Consignes:
• a. D'après l'extrait choisi, de quelle université relève l'école de commerce où enseigne Blandine Emilien ?
• b. Rédigez la suite de l'extrait choisi, s'il vous plaît, en reprenant juste après sa dernière phrase.

La situation des travailleurs étrangers temporaires au Québec: un portrait troublant
- UdeMNouvelles
Le 20 mars 2025
- Martin LaSalle
La situation des travailleurs étrangers temporaires au Québec: un portrait troublant à travers l'étude de Blandine Emilien et Patrice Jalette.
Le permis de travail «fermé» qui les rend dépendants d’un seul employeur place les travailleurs étrangers temporaires venus au Québec dans un état de grande vulnérabilité et soulève de nombreuses préoccupations en termes de précarité, de conditions de travail et de représentation syndicale.
C’est ce qui ressort d’un article signé par les professeurs Patrice Jalette, de l’École de relations industrielles de l’Université de Montréal, et Blandine Emilien, de l’école de commerce de l’Université de Bristol, en Angleterre, tous deux affiliés au Centre de recherche interuniversitaire sur la mondialisation et le travail (CRIMT).

Données fournies:

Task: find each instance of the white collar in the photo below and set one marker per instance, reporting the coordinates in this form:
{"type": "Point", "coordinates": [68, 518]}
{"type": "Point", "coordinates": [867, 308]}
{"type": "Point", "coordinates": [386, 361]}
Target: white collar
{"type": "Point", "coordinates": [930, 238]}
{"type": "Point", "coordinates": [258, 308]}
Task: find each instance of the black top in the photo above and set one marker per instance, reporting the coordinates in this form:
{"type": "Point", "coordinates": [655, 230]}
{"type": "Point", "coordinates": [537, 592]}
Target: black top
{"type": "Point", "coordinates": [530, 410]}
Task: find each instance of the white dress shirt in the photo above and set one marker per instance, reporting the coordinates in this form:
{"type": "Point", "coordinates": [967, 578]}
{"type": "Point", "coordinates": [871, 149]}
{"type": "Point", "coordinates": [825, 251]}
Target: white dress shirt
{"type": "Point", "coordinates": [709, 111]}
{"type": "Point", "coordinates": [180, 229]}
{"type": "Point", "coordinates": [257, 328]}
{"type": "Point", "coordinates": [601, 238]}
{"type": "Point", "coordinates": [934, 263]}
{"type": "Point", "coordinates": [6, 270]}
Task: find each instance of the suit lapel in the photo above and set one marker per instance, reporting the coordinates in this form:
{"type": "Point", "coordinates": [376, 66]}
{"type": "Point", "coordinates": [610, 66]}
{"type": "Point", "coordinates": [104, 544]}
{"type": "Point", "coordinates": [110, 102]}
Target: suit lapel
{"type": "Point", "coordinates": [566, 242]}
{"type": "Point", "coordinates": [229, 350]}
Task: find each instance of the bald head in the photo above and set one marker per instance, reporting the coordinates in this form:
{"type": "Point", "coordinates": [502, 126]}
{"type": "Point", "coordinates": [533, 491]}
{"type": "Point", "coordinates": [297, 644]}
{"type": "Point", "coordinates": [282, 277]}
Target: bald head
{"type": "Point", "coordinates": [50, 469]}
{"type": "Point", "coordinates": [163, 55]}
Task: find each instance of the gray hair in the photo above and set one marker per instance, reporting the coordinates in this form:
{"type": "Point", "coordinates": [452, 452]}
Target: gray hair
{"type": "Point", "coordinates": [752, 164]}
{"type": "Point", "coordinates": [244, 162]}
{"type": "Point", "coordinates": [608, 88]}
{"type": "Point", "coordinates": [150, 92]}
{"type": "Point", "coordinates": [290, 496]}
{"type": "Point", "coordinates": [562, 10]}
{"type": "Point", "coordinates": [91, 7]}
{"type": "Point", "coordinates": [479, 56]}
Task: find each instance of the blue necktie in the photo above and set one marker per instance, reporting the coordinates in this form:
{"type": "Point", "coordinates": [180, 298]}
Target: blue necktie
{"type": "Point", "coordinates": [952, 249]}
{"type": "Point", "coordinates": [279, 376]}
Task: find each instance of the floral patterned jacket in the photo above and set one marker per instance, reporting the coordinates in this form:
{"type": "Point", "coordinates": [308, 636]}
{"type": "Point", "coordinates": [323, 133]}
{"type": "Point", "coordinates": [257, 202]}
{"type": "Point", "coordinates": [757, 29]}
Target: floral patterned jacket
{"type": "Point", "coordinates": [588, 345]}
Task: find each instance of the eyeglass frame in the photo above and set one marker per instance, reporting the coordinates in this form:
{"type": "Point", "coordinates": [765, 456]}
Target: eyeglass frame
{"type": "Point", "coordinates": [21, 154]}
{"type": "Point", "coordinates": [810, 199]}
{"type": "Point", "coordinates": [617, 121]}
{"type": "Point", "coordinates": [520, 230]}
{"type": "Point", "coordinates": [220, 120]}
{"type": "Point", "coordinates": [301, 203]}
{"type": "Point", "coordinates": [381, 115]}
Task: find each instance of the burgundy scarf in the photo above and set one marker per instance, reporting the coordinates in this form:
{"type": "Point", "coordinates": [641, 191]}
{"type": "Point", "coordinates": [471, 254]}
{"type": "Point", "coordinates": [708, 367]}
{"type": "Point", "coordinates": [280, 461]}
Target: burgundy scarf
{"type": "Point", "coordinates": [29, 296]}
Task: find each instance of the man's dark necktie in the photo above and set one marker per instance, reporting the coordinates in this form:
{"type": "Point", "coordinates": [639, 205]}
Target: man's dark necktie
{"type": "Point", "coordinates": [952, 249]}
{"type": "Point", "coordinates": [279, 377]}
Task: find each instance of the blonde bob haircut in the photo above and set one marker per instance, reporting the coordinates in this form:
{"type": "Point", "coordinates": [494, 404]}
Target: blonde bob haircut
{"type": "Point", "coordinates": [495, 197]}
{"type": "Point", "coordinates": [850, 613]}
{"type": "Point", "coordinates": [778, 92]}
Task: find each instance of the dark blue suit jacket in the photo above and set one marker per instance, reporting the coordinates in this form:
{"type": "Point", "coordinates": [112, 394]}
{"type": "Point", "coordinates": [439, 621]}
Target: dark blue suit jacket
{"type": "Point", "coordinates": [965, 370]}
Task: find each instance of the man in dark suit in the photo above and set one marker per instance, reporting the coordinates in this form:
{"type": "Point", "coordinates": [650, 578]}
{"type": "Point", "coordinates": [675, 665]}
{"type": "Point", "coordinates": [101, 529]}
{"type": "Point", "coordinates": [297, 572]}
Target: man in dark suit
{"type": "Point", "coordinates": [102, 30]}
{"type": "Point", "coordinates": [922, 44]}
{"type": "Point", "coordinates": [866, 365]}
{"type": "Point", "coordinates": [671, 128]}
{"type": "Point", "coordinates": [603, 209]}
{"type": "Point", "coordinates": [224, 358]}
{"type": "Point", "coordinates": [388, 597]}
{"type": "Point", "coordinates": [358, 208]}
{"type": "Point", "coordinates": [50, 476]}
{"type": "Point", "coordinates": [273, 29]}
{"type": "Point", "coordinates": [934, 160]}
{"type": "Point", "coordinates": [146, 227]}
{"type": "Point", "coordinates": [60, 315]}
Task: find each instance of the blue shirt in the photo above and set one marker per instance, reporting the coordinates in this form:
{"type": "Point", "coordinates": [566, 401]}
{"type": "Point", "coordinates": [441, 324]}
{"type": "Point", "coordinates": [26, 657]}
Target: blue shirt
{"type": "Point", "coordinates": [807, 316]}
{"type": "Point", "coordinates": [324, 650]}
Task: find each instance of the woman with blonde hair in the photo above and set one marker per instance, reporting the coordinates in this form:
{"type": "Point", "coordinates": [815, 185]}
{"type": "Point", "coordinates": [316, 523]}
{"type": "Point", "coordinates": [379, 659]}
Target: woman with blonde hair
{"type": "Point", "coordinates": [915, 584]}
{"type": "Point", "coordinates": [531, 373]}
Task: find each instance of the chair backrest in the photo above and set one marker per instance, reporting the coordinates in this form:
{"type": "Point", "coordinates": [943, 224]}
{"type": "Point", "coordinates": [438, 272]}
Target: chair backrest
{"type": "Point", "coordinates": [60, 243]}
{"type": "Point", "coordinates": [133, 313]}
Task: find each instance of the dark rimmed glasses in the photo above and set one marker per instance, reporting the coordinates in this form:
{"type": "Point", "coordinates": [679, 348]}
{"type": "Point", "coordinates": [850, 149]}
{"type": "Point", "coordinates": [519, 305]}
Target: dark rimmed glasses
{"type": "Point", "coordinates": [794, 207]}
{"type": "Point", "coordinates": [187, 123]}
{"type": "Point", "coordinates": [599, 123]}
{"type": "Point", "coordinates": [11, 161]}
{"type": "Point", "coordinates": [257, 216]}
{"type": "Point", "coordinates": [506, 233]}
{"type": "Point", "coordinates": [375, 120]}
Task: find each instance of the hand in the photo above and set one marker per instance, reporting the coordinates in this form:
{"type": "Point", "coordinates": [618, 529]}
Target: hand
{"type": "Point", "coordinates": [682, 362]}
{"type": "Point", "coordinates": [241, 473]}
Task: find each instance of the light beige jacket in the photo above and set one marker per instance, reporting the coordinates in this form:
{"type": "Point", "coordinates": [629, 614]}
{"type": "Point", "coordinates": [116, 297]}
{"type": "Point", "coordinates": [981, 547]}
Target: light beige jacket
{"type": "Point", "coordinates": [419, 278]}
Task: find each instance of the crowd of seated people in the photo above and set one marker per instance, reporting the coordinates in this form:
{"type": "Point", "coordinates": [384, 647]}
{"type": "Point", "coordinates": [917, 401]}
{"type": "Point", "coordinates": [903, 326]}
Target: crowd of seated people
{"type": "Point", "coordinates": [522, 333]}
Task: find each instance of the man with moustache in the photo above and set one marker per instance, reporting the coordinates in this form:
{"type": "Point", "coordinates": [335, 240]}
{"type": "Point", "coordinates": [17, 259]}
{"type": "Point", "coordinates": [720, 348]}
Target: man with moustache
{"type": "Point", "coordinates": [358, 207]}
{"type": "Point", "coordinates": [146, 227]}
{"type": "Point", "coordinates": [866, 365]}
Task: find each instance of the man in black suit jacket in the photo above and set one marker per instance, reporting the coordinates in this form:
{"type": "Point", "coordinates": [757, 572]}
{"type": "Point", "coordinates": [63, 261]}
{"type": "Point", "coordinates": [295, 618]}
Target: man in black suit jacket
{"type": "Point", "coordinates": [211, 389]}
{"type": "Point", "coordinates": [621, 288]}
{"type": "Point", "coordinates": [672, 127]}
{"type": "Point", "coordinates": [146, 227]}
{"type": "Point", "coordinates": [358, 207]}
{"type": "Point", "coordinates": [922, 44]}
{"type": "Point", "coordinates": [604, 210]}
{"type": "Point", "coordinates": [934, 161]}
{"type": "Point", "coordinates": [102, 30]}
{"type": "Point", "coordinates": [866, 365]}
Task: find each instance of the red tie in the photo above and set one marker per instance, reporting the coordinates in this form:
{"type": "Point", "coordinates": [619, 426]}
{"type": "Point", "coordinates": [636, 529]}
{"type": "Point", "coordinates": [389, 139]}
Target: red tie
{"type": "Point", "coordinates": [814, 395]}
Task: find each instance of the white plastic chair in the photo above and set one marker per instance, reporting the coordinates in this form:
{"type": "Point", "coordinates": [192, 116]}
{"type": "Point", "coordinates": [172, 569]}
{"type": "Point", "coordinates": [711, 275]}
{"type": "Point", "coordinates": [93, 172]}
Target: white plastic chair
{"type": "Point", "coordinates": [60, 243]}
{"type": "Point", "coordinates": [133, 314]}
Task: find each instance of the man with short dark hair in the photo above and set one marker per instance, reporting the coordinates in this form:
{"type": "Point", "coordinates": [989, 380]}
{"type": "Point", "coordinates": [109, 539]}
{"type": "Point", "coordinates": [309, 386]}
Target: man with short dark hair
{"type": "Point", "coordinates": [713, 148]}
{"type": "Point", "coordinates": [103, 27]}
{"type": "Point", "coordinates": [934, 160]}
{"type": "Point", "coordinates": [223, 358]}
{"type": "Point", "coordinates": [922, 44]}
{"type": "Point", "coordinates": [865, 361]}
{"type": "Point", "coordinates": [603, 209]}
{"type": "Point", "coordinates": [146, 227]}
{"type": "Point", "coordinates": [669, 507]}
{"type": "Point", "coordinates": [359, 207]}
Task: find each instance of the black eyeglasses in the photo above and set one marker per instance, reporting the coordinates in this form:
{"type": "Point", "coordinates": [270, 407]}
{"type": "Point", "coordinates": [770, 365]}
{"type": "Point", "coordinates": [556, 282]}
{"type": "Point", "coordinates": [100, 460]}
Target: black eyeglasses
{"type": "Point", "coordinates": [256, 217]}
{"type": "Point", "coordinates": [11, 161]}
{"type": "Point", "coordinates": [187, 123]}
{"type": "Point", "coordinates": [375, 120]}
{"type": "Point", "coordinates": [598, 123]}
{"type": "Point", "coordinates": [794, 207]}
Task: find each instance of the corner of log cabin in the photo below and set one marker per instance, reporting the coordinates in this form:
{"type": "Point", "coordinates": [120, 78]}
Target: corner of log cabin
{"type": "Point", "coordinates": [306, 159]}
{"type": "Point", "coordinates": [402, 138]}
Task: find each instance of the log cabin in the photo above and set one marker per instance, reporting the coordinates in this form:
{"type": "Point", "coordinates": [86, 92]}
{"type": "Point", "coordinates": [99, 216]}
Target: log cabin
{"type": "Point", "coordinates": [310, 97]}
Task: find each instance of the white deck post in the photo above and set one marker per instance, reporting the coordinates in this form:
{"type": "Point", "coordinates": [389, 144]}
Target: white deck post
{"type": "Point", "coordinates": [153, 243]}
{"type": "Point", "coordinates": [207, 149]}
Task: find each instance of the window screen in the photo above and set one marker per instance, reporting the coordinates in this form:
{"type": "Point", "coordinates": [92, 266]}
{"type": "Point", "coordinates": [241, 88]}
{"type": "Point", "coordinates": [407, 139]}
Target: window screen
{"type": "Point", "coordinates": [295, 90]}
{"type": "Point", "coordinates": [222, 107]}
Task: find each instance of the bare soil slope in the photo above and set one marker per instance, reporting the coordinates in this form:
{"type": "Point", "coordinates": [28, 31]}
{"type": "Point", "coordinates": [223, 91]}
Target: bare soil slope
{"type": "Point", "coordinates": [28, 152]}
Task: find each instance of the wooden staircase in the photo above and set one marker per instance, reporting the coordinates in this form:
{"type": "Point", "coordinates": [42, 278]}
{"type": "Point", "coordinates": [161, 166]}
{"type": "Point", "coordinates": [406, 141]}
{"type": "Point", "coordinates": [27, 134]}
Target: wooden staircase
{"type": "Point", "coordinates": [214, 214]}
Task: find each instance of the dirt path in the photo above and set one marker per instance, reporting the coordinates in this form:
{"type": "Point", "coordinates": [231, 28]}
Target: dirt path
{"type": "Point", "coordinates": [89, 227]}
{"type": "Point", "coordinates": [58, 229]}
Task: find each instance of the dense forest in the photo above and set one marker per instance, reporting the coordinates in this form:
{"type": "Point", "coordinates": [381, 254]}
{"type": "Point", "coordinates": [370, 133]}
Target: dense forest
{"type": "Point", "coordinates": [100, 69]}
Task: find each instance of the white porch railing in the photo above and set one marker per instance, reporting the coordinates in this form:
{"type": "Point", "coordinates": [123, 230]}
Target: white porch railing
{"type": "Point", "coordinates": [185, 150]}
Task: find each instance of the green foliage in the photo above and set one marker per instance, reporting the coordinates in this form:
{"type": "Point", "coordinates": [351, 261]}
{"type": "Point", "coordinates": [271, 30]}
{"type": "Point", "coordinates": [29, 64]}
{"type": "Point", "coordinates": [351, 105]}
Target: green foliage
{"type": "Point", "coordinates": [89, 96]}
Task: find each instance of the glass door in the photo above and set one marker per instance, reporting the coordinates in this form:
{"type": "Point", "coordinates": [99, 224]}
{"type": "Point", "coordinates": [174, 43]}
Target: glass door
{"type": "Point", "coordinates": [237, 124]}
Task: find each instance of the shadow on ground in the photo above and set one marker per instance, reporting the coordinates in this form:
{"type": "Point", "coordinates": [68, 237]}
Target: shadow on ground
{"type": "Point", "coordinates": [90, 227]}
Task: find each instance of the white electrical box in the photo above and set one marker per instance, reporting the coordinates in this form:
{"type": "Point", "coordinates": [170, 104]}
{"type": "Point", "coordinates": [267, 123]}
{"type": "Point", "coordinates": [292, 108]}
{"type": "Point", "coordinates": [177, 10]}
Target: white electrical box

Réponses aux consignes:
• a. L'Université de Bristol, en Angleterre.

• b.
Publié dans la Chronique internationale de l’IRES (Institut de recherches économiques et sociales), l’article met en lumière les tensions et les contradictions découlant de la notion de «travail décent» pour une société dont la main-d’œuvre locale s’est progressivement tenue à l’écart des conditions de travail difficiles, notamment dans les secteurs de l’agriculture et de la transformation alimentaire.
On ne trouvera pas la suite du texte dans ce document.